Selected text:
----------

Ram's father arrives and arrests Anna. Infuriated, he pays them a visit with some of his henchmen and Bhavani Shankar. Together, they murder their whole family. Only Anjali, Ramachandran, and Ram survived the blast that annihilated their family. After the house is blown up by Anna, Ram escapes and is taken by his foster parents. Meanwhile, Anjali feels that one of her family members is still alive, as someone keeps a flower on the Buddha statue of their former house, which is now the city library. It turns out to be Ram.

On finding out his past, Ram's foster parents request him to come back, but he refuses. He then takes them to the railway station, but is nearly ambushed. He succeeds on defeating them and meets Anna, warning him to bring his brother from Dubai. Soon, he arrives and kills Ramachandran in revenge before challenging Ram to meet him at his brother's place. Ram arrives and after finding out that Anna has Anjali kept under hostage, he escapes after killing Ajay. Ram fights with Anna and Anna shoots Anjali and she dies. Angrily, Ram kills Anna and later Anjali survived the shot and Ram leaves with her and his foster parents, the only ones left in his family.

----------

Information supplied:
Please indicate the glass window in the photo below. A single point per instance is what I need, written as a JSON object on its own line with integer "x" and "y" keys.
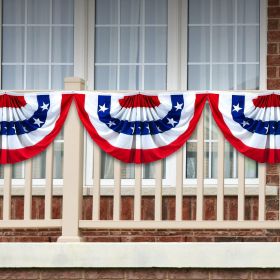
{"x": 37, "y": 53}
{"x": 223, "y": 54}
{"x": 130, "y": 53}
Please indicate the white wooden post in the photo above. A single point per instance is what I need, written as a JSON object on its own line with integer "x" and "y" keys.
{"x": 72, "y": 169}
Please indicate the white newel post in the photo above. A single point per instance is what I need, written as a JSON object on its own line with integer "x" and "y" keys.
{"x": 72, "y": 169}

----------

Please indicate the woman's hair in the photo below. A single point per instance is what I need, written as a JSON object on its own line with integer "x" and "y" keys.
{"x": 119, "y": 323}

----------

Write out the plot summary again, beginning at the words "Ram's father arrives" and stopping after "out to be Ram.", and swap in "candle" wherever "flower" appears.

Ram's father arrives and arrests Anna. Infuriated, he pays them a visit with some of his henchmen and Bhavani Shankar. Together, they murder their whole family. Only Anjali, Ramachandran, and Ram survived the blast that annihilated their family. After the house is blown up by Anna, Ram escapes and is taken by his foster parents. Meanwhile, Anjali feels that one of her family members is still alive, as someone keeps a candle on the Buddha statue of their former house, which is now the city library. It turns out to be Ram.